ACTION ITEM: For the records that follow, return only the count of lines containing the string "rubble".

DATA PROVIDED:
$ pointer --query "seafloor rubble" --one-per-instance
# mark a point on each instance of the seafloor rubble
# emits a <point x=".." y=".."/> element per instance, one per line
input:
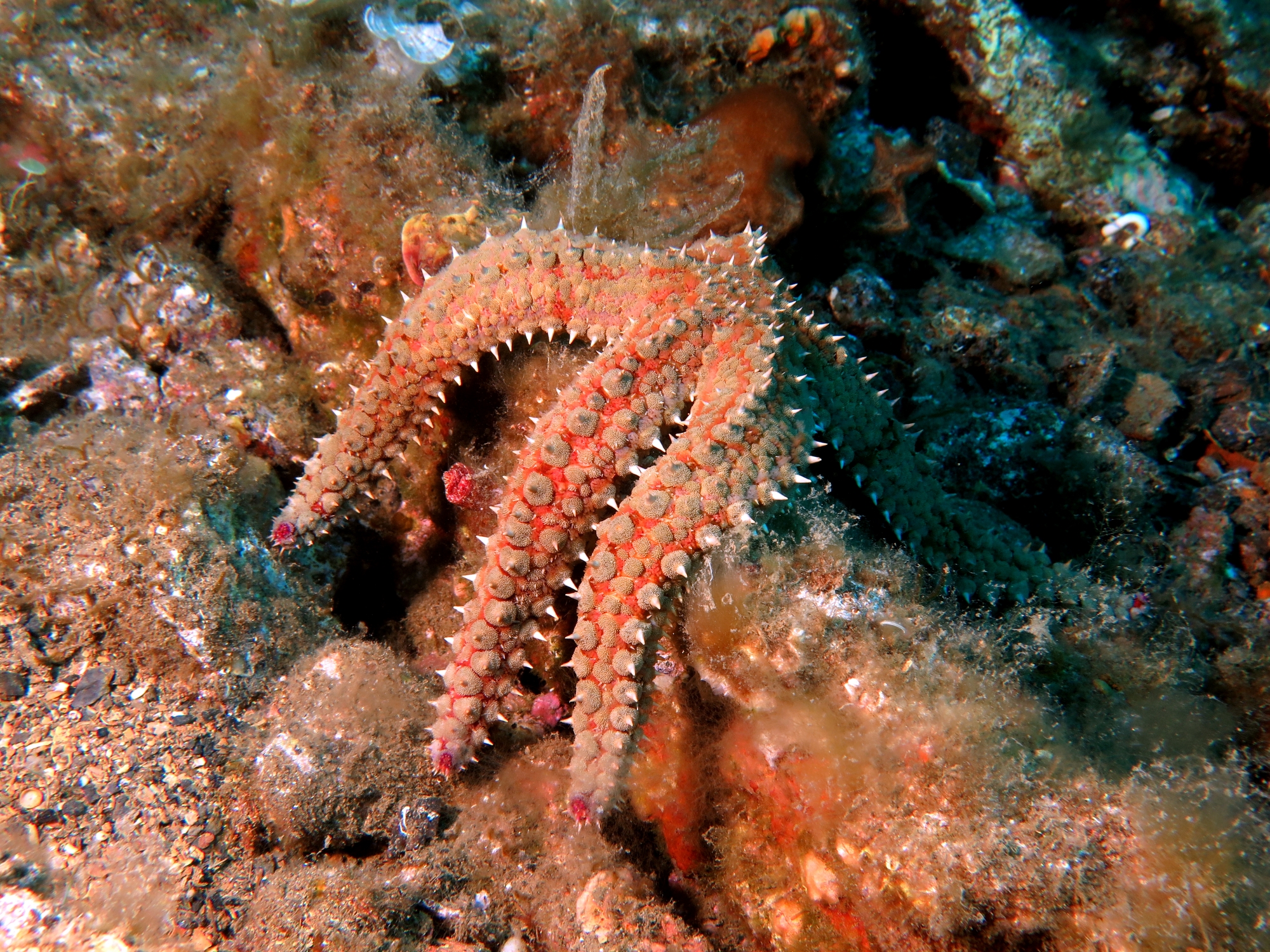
<point x="1020" y="703"/>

SOLUTION TO THE PROBLEM: 2